Work to complete: Render every line of the records below as a Markdown table with two columns, "Row" for the row number and "Line" for the line itself, and omit blank lines.
* start Data entries *
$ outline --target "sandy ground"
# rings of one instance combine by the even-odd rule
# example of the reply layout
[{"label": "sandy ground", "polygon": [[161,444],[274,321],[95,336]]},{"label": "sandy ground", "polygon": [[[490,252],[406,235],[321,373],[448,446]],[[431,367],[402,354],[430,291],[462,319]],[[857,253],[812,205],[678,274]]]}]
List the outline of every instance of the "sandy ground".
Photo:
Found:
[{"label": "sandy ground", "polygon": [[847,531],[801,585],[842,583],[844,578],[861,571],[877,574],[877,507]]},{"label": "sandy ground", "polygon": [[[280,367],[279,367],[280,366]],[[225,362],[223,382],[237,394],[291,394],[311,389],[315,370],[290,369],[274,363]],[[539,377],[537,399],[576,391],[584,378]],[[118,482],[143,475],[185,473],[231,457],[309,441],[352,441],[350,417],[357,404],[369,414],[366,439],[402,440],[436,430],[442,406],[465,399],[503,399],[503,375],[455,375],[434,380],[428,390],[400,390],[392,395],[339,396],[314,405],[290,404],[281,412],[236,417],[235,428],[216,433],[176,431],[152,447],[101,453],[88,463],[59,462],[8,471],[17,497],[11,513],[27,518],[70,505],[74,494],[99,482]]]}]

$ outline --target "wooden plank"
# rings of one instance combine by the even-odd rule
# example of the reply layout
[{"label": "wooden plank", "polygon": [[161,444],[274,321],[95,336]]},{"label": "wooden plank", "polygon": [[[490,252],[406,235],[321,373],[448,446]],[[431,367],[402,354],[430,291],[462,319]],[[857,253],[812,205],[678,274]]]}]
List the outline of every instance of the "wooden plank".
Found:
* end Data entries *
In response:
| Row | Line |
|---|---|
| 1 | $ outline --target "sandy ground" |
| 2 | # rings of one instance combine by the even-odd rule |
| 3 | # example of the reply layout |
| 4 | [{"label": "sandy ground", "polygon": [[161,444],[274,321],[95,336]]},{"label": "sandy ground", "polygon": [[[490,252],[406,235],[321,373],[448,446]],[[431,367],[402,354],[430,291],[462,319]],[[857,253],[812,205],[678,274]]]}] |
| 5 | List the outline of every instance of the "sandy ground". |
| 6 | Photo: |
| 7 | Found: |
| 8 | [{"label": "sandy ground", "polygon": [[847,531],[801,585],[842,583],[844,578],[861,571],[877,574],[877,507]]},{"label": "sandy ground", "polygon": [[[280,367],[279,367],[280,366]],[[225,362],[223,382],[237,394],[291,394],[311,389],[315,370],[290,369],[274,363]],[[539,377],[537,399],[576,391],[584,378]],[[118,482],[143,475],[185,473],[231,457],[309,441],[352,441],[350,417],[357,404],[369,414],[366,439],[402,440],[436,430],[442,406],[465,399],[503,399],[503,375],[455,375],[434,380],[428,390],[400,390],[392,395],[339,396],[314,405],[290,404],[281,412],[236,417],[235,428],[216,433],[176,431],[152,447],[101,453],[88,463],[59,462],[8,471],[17,497],[11,513],[27,518],[70,505],[74,494],[99,482]]]}] |
| 9 | $ outline --target "wooden plank" |
| 10 | # rings of one instance combine by the even-odd rule |
| 11 | # example of the reply layout |
| 12 | [{"label": "wooden plank", "polygon": [[161,444],[274,321],[95,336]]},{"label": "wooden plank", "polygon": [[[490,252],[406,235],[321,373],[448,446]],[[431,367],[402,354],[430,291],[462,319]],[[857,253],[812,205],[678,274]]]}] |
| 13 | List the outline of every instance of the "wooden plank". |
| 14 | Found: |